#### Material ####

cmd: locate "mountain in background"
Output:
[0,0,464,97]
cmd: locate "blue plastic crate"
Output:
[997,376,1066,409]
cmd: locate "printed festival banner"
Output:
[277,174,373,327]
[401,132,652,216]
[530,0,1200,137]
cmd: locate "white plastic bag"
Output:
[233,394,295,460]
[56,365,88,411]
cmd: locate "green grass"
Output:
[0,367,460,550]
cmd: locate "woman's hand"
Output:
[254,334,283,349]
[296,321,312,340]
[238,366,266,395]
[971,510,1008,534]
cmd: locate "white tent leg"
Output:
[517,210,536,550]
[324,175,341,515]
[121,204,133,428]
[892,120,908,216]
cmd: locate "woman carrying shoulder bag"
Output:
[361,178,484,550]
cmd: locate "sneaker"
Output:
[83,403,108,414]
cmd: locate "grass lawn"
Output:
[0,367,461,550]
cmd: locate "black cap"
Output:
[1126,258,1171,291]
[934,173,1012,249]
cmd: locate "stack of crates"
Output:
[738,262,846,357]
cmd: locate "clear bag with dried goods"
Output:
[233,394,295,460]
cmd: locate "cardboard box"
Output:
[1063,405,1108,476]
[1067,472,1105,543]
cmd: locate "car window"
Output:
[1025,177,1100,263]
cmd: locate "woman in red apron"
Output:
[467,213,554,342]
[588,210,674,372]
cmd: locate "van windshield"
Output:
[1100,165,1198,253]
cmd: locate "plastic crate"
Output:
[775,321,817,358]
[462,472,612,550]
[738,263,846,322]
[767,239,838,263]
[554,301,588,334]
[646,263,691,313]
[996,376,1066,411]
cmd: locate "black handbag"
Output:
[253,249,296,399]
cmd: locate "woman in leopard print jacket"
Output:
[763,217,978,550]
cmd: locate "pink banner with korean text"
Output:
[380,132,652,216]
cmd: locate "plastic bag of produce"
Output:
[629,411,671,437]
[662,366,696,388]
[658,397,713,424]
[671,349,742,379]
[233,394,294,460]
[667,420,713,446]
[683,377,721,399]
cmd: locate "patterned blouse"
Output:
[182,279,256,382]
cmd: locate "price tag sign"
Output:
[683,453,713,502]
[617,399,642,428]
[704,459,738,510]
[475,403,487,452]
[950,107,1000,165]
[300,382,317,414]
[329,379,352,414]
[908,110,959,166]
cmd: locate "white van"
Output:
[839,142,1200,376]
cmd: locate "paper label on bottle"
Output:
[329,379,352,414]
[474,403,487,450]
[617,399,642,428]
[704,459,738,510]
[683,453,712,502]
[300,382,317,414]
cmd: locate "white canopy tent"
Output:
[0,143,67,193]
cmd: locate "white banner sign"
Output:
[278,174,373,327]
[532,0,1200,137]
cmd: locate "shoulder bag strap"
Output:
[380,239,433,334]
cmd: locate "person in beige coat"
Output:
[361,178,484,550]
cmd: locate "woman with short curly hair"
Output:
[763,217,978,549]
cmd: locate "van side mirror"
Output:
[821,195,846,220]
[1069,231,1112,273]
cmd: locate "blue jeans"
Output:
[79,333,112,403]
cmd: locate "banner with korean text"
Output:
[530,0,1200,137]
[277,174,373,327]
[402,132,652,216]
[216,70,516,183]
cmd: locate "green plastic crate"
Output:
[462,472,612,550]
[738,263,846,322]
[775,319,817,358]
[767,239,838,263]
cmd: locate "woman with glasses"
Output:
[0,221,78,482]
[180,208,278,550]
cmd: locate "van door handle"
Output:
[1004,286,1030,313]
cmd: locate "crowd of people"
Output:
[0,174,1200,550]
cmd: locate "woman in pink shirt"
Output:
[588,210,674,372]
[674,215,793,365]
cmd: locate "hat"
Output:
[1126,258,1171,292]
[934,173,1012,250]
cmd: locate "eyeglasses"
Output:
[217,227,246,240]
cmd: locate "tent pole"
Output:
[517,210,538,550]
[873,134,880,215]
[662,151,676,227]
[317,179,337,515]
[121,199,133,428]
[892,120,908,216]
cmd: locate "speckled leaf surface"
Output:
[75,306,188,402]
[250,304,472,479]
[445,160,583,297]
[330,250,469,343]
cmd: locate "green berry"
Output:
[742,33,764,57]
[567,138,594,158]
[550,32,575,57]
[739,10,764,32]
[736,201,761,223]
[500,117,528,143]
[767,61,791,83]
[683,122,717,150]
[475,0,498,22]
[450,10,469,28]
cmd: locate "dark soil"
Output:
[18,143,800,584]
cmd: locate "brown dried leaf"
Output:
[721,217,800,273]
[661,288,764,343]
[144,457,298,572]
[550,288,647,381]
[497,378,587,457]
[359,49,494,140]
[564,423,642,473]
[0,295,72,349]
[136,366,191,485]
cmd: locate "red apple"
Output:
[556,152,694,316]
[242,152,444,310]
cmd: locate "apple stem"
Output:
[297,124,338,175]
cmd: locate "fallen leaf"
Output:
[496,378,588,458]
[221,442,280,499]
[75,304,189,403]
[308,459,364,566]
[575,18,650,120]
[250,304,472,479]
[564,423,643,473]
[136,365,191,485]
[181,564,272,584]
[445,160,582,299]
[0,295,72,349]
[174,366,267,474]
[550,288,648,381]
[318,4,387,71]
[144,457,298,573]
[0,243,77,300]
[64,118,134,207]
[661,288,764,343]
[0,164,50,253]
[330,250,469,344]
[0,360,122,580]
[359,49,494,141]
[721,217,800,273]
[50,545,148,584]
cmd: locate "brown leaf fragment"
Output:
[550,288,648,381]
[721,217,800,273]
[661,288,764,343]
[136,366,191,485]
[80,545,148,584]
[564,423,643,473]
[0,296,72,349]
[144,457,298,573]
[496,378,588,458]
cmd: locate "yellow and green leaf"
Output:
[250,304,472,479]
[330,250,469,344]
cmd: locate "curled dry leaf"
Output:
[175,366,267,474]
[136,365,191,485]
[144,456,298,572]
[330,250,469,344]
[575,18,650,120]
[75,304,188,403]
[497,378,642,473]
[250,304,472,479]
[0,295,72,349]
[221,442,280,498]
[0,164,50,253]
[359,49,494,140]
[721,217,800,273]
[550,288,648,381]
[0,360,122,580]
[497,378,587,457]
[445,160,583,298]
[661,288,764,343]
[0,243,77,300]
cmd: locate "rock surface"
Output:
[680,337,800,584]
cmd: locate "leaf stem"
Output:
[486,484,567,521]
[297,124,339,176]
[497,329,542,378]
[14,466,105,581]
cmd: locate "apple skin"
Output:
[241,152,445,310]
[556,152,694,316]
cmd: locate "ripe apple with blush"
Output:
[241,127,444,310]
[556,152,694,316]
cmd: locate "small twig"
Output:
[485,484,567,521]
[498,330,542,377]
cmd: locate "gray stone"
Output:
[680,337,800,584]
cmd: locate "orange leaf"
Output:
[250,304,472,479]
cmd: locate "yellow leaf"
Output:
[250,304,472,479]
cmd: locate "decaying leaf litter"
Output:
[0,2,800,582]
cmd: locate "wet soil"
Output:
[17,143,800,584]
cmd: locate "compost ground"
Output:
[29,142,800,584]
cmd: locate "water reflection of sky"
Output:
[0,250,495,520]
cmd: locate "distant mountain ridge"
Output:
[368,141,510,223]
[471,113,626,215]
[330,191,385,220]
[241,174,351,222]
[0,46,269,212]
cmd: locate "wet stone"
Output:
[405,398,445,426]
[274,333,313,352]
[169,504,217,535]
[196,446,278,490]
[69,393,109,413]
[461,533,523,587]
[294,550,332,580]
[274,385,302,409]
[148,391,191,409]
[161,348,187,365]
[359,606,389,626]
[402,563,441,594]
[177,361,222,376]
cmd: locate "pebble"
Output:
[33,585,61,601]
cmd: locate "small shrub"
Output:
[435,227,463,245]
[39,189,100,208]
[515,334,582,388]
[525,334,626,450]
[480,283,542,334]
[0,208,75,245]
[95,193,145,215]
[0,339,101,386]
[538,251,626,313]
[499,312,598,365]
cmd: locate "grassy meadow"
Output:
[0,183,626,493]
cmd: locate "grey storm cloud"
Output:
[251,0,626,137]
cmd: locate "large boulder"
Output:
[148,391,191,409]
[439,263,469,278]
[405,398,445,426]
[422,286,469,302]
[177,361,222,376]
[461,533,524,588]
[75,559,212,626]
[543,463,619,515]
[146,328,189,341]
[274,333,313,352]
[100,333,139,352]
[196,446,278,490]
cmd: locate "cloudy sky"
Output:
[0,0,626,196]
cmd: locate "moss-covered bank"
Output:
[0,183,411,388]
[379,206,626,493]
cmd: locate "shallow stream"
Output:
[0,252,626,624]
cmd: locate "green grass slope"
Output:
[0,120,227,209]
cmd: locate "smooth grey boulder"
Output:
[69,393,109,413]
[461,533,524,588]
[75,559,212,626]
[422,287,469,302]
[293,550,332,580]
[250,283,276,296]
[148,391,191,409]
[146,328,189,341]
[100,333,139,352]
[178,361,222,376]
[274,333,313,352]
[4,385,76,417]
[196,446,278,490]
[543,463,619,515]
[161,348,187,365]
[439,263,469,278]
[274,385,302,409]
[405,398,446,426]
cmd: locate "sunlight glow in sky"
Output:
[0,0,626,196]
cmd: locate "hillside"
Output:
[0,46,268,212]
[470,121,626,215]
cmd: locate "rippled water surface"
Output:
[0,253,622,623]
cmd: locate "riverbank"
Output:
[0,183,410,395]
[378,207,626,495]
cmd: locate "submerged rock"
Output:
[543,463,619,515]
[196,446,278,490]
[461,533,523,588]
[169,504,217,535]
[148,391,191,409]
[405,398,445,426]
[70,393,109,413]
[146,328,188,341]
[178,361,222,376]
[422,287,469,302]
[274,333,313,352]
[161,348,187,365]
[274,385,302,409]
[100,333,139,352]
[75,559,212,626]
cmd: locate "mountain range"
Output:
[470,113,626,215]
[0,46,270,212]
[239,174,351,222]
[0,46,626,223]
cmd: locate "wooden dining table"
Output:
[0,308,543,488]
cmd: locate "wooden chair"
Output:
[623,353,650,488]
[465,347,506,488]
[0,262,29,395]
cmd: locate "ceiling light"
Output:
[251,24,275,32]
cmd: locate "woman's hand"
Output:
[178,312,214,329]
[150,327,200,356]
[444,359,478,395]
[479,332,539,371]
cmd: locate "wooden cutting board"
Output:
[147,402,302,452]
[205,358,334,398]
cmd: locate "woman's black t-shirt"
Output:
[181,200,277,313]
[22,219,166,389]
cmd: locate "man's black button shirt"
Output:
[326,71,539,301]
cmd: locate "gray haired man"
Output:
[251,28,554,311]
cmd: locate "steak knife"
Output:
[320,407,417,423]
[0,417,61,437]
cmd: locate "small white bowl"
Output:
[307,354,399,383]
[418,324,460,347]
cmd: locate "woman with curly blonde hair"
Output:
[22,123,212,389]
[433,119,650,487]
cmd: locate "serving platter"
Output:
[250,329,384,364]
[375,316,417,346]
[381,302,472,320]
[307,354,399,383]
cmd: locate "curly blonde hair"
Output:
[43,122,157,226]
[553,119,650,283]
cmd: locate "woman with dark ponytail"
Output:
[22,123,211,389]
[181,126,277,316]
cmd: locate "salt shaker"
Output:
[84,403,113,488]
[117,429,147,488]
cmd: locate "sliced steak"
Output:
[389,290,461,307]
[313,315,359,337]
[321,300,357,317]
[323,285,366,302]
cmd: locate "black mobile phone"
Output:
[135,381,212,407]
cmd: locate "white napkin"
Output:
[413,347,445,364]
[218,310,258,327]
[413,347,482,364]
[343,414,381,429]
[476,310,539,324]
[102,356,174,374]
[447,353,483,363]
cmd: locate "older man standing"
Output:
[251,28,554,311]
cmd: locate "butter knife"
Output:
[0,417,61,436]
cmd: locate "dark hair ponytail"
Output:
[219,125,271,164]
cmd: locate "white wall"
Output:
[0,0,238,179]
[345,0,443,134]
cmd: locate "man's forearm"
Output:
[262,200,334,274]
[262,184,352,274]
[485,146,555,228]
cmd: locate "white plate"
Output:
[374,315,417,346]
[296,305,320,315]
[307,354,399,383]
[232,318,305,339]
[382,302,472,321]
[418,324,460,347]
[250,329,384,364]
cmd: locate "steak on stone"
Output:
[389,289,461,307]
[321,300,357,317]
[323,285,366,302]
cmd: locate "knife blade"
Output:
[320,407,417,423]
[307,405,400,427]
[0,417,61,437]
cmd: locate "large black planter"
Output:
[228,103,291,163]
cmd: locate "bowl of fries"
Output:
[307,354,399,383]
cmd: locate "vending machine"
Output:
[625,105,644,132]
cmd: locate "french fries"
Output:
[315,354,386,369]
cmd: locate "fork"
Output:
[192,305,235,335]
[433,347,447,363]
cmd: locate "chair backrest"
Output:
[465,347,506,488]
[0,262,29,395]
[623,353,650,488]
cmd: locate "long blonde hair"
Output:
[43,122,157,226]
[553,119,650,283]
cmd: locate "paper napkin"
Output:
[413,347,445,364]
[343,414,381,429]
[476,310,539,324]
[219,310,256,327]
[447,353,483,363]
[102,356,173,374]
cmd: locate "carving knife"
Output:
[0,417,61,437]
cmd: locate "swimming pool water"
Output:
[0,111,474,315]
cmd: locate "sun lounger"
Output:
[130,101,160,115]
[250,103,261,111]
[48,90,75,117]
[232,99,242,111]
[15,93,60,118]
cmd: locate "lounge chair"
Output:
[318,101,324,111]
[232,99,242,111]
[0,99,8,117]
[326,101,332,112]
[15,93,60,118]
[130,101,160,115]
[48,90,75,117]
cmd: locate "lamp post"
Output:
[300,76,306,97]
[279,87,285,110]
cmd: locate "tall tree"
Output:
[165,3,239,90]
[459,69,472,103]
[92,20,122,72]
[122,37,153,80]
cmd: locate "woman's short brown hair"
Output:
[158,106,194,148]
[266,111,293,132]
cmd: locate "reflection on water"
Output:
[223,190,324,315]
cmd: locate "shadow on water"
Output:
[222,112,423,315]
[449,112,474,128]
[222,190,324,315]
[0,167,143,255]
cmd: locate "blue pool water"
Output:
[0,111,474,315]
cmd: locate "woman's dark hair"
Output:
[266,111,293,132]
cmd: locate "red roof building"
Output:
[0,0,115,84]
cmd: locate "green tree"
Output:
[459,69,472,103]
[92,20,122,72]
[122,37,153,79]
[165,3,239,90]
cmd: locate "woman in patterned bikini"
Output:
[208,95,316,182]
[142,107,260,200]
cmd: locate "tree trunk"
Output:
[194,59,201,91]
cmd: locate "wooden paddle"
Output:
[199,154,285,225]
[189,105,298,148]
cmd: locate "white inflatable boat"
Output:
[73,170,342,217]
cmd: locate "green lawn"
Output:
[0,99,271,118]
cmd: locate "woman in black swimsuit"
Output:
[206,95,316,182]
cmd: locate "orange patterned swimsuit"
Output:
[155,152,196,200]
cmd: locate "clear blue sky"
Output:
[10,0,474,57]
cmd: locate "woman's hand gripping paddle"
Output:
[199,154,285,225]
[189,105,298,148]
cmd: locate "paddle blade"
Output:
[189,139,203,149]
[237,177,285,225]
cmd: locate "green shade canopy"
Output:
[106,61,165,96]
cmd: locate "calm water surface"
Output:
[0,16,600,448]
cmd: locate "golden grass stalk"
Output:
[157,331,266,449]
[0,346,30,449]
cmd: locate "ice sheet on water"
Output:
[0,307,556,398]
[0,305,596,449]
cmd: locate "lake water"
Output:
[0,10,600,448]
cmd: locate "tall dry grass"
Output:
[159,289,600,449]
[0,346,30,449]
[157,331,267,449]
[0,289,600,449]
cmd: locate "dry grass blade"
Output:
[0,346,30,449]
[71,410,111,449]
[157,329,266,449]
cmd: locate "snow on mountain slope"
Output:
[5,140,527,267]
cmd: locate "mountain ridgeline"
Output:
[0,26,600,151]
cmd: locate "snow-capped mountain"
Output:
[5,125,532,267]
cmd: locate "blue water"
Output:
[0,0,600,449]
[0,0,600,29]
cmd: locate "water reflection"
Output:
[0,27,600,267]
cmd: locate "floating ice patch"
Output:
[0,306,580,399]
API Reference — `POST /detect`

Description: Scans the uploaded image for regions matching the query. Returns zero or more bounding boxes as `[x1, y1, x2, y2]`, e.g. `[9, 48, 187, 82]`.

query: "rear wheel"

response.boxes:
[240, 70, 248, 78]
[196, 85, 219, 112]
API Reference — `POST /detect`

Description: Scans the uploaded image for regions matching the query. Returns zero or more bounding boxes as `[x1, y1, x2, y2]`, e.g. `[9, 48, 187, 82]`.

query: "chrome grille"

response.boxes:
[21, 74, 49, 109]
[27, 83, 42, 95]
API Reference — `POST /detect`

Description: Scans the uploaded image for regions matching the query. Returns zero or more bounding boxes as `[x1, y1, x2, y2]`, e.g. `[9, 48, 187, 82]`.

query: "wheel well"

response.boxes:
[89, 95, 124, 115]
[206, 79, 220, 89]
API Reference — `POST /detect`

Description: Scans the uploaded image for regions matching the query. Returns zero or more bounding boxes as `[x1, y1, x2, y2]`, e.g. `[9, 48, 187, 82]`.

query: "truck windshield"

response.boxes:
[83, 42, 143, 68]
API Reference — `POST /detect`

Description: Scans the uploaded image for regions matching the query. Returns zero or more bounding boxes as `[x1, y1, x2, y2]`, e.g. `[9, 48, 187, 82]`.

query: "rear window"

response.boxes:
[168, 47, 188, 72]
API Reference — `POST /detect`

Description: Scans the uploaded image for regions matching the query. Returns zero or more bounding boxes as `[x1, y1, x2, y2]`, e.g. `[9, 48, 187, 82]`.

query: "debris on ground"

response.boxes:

####

Can you update everything from the start of the data down to the line containing "[0,367,461,550]", changing each "Output" to "Result" and keeping all else the same?

> _Result of the exercise_:
cmd: locate "mountain in background"
Result:
[0,0,464,97]
cmd: locate "blue plastic crate"
Result:
[997,376,1066,409]
cmd: locate "printed festival banner"
Result:
[277,174,373,327]
[401,132,652,216]
[530,0,1200,137]
cmd: locate "white plastic bag"
Result:
[233,394,295,460]
[56,365,88,411]
cmd: locate "green grass"
Result:
[0,367,460,550]
cmd: locate "woman's hand"
Result:
[254,334,283,349]
[296,321,312,340]
[238,366,266,395]
[971,510,1008,534]
cmd: locate "white tent leg"
Result:
[517,210,536,550]
[324,175,341,515]
[121,204,133,428]
[892,120,908,216]
cmd: locate "woman carrying shoulder bag"
Result:
[361,178,484,550]
cmd: locate "sneaker"
Result:
[83,403,108,414]
cmd: locate "grass lawn"
Result:
[0,367,461,550]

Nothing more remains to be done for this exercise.